[抜粋文]
「最近の腰痛治療の現場では、腰痛を患っているみなさんがこれまで常識と思っていたことが、じつは正しくないことがわかってきました」
こう話すのは、東京大学医学部附属病院特任准教授の松平浩先生。腰痛に取り組んで18年の専門医・松平先生によれば、
・ギックリ腰になったら痛みが消えるまで安静にする。
・背骨に変形があるので腰痛とは一生の付き合いだ。
・腰痛があるときは心配だからコルセットをし続ける。
・腰痛はすべて腰に原因がある。
といった「腰痛常識」はすべて覆されているという。
「逆に腰痛のときには安静にしすぎないことが、いまや世界的に腰痛治療の常識となっています。また『もう治らない』というような悲観的な考えが『脳』に作用して、腰痛が悪化していることも考えられるようになってきました」
なんと病院で医師が診察や画像診断を行って原因がわかる人は、坐骨神経痛を伴う椎間板ヘルニア(腰椎の椎骨と椎骨の間にある椎間板が飛び出してしまう病気)や腰部脊柱管狭窄症(ようぶせきちゅうかんきょうさくしょう・背骨内部の神経の通り道が狭くなって起こる病気)、脊椎骨折など、わずか15%しかいないというのだ。
「まれに感染や腫瘍、さらには循環器系、泌尿器、婦人科系疾患が原因のこともありますが、いずれにせよ、原因がわかれば治療方針が決まります。問題は残りの85%。画像診断などでは特定できない非特異的腰痛です」
こうした場合はいわゆる外科的治療をしても完治するとは限らない。
「慢性腰痛(痛みが3カ月以上続く腰痛)やギックリ腰もじつは非特異的腰痛。腰痛を自覚したら、自分は特異的か非特異的か、どちらの可能性が高いかを見極めることが大事なんです」
そこで松平先生の長年の治療経験をもとに、腰痛チェックリストを作成した。
○転倒・尻もちの後に痛みだし、日常生活に支障が出る。
○65歳以上の女性で、朝、布団から起き上がる際に背中や腰に痛みを感じる。
○横になっても痛い、楽な姿勢がない。
○鎮痛剤を1カ月使用してもがんこな痛みが改善されない。
○痛みやしびれがおしりからひざ下まで広がる。

[自然言語による物体位置特定データ]
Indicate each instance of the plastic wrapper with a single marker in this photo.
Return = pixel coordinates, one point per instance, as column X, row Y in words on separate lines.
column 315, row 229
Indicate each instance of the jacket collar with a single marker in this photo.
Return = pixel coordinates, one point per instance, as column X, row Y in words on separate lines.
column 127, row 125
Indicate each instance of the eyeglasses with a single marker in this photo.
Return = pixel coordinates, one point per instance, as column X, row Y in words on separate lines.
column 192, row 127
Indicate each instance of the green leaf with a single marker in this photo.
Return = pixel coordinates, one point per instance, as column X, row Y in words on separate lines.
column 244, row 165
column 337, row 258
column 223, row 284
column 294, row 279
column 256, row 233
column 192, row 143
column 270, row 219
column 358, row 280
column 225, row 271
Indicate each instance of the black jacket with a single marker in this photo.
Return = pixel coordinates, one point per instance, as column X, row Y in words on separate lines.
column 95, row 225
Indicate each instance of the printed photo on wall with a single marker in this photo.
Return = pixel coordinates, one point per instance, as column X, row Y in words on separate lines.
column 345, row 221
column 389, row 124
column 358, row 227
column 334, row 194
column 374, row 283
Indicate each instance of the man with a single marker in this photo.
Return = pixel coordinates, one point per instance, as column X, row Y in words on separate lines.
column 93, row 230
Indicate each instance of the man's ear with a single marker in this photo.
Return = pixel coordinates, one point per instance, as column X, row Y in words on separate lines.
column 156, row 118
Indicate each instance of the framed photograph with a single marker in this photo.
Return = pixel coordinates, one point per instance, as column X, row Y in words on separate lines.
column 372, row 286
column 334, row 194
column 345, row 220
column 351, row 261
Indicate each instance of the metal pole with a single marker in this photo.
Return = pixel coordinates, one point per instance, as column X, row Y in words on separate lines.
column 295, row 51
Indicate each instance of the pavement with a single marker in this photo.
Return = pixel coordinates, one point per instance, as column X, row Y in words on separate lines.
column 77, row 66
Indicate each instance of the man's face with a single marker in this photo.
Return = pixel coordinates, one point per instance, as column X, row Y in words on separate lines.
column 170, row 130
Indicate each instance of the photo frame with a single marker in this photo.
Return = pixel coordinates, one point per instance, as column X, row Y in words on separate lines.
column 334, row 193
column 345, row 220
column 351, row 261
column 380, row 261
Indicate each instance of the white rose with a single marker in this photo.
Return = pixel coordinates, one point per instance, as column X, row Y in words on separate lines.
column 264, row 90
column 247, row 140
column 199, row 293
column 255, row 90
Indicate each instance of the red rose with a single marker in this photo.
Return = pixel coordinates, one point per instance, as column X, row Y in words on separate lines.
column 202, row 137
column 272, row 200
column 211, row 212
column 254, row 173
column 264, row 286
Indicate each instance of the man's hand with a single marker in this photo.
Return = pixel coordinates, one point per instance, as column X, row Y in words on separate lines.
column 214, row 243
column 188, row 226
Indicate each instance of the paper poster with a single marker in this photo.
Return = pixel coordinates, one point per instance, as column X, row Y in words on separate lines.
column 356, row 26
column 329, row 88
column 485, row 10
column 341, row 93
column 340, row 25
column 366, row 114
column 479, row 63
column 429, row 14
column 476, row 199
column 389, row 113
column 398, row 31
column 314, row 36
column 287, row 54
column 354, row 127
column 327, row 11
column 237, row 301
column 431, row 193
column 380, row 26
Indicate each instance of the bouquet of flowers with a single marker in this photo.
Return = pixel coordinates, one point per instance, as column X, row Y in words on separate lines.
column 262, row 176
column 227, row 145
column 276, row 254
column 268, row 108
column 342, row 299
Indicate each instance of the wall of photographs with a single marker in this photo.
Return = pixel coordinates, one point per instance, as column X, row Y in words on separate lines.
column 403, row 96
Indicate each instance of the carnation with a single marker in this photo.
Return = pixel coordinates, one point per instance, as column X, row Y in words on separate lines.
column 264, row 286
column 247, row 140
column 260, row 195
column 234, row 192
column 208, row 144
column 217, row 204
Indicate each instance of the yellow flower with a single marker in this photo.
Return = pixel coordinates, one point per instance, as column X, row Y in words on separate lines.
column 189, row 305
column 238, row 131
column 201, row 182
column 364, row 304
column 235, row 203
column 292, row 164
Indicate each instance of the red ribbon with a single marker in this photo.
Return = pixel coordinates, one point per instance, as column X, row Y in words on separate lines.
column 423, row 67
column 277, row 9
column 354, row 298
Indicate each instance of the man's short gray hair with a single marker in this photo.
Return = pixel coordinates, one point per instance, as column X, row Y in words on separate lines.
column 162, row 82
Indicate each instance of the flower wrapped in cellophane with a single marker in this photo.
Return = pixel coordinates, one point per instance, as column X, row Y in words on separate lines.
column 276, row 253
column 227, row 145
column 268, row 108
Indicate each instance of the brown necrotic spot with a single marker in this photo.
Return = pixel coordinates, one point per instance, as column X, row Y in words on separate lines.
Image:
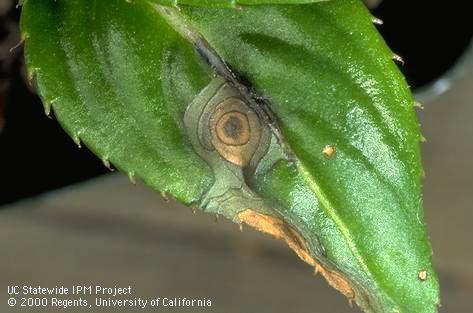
column 233, row 129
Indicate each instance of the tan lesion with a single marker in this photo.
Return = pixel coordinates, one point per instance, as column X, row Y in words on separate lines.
column 235, row 130
column 282, row 231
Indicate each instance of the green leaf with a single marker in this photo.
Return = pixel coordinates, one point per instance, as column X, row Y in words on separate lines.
column 291, row 118
column 229, row 3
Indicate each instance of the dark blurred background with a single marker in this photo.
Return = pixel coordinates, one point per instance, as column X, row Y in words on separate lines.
column 108, row 231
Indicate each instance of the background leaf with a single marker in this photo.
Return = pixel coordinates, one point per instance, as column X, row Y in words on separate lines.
column 120, row 75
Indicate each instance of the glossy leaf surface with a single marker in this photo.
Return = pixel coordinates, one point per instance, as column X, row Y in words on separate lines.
column 120, row 76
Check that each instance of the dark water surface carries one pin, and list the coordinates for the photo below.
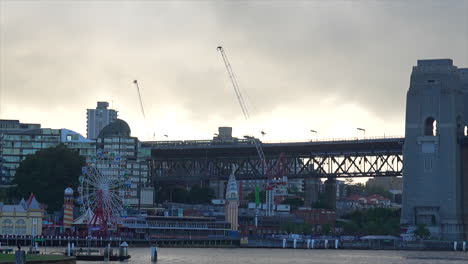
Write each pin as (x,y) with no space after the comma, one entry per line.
(279,256)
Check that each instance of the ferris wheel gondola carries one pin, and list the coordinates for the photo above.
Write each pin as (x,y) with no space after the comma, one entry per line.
(104,189)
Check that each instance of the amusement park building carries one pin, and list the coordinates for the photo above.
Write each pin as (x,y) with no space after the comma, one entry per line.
(176,227)
(24,218)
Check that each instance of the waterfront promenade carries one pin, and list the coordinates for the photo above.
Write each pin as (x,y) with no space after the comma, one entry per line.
(226,242)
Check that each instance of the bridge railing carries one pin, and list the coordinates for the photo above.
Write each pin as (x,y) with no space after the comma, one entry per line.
(245,141)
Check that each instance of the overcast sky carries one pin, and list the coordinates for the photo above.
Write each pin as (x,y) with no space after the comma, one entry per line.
(329,66)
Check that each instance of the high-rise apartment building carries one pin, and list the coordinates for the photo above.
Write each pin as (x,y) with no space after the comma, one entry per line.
(116,138)
(98,118)
(17,140)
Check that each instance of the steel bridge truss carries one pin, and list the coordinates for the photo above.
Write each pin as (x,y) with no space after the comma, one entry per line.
(314,165)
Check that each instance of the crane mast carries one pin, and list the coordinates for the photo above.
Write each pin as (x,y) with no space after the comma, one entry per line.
(235,84)
(258,145)
(139,98)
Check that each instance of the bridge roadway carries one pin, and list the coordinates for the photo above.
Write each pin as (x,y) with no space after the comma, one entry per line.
(176,161)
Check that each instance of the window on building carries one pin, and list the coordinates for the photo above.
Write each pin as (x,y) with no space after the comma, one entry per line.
(430,127)
(20,227)
(7,227)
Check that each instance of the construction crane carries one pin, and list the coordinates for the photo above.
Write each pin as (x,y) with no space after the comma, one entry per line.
(270,186)
(139,97)
(144,117)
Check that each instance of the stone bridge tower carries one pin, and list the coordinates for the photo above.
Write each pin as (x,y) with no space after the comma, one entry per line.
(433,179)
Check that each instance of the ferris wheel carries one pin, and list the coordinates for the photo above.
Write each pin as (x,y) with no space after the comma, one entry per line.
(104,189)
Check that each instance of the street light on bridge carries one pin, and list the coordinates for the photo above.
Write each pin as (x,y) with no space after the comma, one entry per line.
(316,134)
(363,130)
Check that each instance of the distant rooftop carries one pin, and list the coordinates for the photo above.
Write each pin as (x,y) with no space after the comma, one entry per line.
(436,62)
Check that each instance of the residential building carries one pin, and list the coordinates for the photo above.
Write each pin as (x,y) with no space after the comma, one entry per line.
(116,137)
(73,140)
(17,140)
(98,118)
(24,218)
(387,183)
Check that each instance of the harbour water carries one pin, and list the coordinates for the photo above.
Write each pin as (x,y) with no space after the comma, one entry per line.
(292,256)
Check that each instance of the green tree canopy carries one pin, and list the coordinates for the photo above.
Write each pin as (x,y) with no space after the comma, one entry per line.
(177,194)
(201,195)
(375,221)
(294,202)
(251,196)
(47,173)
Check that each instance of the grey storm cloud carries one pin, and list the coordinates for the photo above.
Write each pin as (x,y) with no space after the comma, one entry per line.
(285,53)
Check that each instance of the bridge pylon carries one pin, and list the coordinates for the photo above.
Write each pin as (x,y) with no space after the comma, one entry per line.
(432,160)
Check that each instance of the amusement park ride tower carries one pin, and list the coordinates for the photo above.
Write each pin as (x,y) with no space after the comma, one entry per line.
(68,208)
(232,202)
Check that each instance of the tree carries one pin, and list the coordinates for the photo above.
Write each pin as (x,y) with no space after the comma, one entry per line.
(376,221)
(251,196)
(326,229)
(177,194)
(47,173)
(422,232)
(201,195)
(322,202)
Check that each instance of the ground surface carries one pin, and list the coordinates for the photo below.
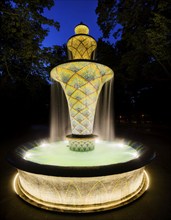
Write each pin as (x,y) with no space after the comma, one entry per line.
(153,205)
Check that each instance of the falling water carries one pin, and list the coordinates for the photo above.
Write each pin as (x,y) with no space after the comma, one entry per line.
(60,123)
(104,118)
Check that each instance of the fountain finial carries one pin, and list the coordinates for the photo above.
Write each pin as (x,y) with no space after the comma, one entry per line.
(81,45)
(81,29)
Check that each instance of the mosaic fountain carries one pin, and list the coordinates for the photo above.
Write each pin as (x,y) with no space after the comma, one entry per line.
(81,173)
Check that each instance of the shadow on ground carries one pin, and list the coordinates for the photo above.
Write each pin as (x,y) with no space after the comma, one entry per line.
(153,205)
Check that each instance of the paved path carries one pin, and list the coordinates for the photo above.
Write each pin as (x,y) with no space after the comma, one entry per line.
(155,204)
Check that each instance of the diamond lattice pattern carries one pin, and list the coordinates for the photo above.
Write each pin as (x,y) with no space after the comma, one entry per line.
(82,82)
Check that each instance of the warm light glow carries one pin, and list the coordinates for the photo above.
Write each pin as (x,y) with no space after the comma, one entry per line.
(81,29)
(147,179)
(82,83)
(82,193)
(14,183)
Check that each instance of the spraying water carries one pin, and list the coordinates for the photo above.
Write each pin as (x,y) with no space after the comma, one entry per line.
(104,119)
(60,123)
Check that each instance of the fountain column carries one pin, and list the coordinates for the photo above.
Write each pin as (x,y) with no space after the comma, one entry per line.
(82,79)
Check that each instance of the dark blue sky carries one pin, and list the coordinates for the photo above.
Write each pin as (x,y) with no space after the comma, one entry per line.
(69,13)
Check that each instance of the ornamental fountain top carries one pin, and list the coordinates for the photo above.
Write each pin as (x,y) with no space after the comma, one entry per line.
(82,80)
(57,175)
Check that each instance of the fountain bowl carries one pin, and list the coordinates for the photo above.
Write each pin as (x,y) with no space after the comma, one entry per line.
(80,188)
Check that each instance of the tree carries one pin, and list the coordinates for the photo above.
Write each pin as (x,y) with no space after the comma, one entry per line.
(22,33)
(142,52)
(144,26)
(24,63)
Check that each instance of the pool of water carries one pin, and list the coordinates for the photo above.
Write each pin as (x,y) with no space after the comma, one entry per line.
(59,154)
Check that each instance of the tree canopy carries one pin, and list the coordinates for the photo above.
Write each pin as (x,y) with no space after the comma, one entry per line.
(22,33)
(142,53)
(144,26)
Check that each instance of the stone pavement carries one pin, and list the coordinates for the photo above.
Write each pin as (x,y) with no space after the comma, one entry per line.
(153,205)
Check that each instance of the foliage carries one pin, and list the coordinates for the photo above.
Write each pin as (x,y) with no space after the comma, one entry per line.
(142,53)
(24,63)
(145,26)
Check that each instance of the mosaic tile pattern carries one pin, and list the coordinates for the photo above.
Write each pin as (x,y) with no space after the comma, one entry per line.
(82,82)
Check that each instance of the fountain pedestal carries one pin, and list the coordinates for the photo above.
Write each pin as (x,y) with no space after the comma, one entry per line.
(75,177)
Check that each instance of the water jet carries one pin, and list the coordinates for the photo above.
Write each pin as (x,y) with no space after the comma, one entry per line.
(81,173)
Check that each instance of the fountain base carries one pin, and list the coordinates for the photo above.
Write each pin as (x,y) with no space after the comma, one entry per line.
(92,194)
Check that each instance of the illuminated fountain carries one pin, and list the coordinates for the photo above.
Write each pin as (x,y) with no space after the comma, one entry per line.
(81,173)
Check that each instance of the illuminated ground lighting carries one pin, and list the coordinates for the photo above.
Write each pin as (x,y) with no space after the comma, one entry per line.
(75,200)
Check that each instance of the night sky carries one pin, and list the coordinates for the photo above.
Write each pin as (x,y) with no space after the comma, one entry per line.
(69,13)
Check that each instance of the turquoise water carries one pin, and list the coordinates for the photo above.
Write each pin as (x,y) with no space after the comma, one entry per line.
(59,154)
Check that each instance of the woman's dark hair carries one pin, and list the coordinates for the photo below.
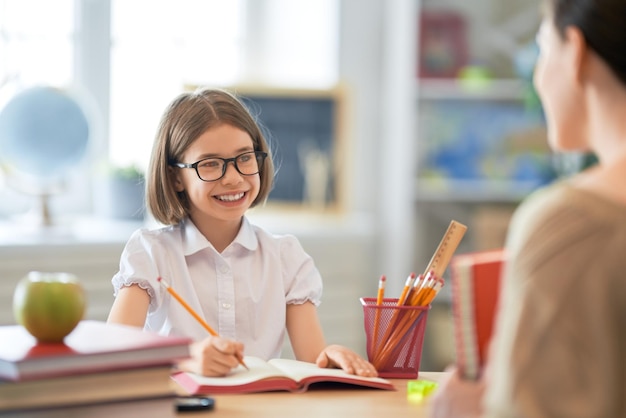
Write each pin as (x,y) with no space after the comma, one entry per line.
(603,24)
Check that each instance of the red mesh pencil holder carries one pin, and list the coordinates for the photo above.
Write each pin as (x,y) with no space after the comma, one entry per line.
(394,336)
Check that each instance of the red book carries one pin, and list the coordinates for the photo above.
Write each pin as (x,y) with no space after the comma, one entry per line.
(93,346)
(475,291)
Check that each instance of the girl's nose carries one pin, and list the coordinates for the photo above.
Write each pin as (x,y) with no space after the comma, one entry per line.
(231,175)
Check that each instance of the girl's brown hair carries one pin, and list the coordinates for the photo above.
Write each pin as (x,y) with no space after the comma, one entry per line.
(186,118)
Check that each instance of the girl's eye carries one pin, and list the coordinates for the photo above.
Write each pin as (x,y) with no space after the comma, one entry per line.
(211,164)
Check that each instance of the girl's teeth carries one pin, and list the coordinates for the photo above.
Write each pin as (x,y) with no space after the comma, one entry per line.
(231,197)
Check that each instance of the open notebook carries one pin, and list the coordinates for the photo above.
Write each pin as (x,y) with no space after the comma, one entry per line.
(274,375)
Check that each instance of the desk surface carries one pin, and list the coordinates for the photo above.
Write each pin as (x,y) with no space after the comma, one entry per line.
(316,403)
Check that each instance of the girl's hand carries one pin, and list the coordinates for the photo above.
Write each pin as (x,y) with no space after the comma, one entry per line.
(346,359)
(213,356)
(456,397)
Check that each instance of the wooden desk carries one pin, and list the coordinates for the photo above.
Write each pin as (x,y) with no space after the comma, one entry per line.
(316,403)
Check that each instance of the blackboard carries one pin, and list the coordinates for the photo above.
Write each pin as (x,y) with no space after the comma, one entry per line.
(302,129)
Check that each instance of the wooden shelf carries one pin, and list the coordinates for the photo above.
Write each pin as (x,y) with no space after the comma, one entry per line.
(473,191)
(453,89)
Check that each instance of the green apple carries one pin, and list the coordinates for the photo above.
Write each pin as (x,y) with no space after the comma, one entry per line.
(49,305)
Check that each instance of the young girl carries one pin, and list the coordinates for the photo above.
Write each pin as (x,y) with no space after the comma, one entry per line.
(209,164)
(559,349)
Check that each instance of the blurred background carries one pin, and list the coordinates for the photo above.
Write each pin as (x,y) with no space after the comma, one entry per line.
(389,118)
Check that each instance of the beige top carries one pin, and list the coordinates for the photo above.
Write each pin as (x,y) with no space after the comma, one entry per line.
(560,349)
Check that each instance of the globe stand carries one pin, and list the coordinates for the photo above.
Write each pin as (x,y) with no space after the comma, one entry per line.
(39,217)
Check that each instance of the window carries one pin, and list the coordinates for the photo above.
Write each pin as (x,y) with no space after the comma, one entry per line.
(157,47)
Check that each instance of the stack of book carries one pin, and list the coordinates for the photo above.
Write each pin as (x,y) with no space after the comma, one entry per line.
(96,363)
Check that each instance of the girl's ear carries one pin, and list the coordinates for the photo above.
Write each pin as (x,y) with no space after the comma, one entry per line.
(175,178)
(578,51)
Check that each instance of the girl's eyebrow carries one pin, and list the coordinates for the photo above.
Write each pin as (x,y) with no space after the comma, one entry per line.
(236,152)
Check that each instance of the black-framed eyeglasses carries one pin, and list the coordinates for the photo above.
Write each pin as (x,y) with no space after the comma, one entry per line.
(214,168)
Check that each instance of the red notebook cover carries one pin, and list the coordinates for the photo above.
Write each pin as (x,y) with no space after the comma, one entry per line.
(475,292)
(91,347)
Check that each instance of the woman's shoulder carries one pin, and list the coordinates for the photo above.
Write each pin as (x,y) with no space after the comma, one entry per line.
(563,213)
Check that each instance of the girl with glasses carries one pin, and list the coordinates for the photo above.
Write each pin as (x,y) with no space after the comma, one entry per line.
(210,163)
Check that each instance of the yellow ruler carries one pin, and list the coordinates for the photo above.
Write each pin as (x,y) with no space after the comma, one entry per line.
(447,247)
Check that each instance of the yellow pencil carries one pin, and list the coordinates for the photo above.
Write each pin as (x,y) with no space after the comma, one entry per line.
(407,287)
(193,313)
(379,302)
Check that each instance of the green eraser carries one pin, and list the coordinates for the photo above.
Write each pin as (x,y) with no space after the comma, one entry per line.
(417,390)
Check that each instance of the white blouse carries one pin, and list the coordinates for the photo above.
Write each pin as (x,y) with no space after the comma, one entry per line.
(242,293)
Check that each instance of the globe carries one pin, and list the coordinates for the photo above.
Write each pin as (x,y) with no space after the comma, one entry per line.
(44,132)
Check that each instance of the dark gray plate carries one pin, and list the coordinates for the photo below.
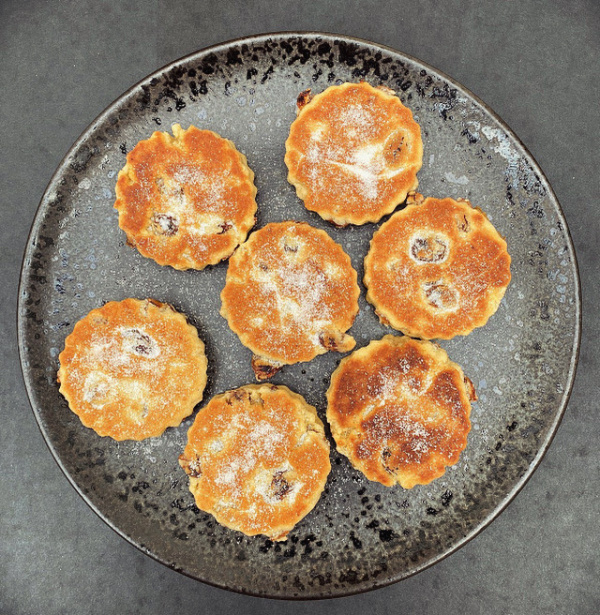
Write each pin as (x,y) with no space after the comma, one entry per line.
(361,535)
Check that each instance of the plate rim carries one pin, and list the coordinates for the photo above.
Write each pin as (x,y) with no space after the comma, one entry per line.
(545,444)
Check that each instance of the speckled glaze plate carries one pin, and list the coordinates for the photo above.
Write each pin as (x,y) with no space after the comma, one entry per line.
(361,535)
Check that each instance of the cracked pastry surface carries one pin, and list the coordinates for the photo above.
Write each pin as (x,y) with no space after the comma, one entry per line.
(257,459)
(186,200)
(290,294)
(436,269)
(353,152)
(130,369)
(399,410)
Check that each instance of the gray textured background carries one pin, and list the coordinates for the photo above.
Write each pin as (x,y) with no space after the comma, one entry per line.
(535,63)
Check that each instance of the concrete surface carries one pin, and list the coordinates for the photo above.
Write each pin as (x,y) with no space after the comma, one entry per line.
(535,63)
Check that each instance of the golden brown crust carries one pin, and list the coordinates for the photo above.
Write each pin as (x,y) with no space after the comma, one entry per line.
(186,201)
(436,269)
(130,369)
(257,459)
(353,152)
(291,294)
(399,410)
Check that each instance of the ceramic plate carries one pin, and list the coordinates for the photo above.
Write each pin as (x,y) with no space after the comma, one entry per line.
(361,535)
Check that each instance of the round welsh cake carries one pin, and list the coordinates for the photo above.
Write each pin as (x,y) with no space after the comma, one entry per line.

[取り組む課題]
1. 腰痛についての文章をもとに、次の問いに答えよ。答えにも同じ記号をつけること。
(a) 病院で医師が診察や画像診断を行って原因がわかる人は何%か。
(b) 慢性腰痛とは、痛みがどれくらい続く腰痛か。
(c) 松平先生は腰痛に取り組んで何年か。
2. 腰痛についての文章から、「なんと病院で医師が診察や画像」を含む語句で始まり「見極めることが大事なんです」」で終わる部分を、一字も変えずに書き出してください。

[解答]
1.
(a) 15%
(b) 3カ月以上
(c) 18年

2.
なんと病院で医師が診察や画像診断を行って原因がわかる人は、坐骨神経痛を伴う椎間板ヘルニア(腰椎の椎骨と椎骨の間にある椎間板が飛び出してしまう病気)や腰部脊柱管狭窄症(ようぶせきちゅうかんきょうさくしょう・背骨内部の神経の通り道が狭くなって起こる病気)、脊椎骨折など、わずか15%しかいないというのだ。
「まれに感染や腫瘍、さらには循環器系、泌尿器、婦人科系疾患が原因のこともありますが、いずれにせよ、原因がわかれば治療方針が決まります。問題は残りの85%。画像診断などでは特定できない非特異的腰痛です」
こうした場合はいわゆる外科的治療をしても完治するとは限らない。
「慢性腰痛(痛みが3カ月以上続く腰痛)やギックリ腰もじつは非特異的腰痛。腰痛を自覚したら、自分は特異的か非特異的か、どちらの可能性が高いかを見極めることが大事なんです」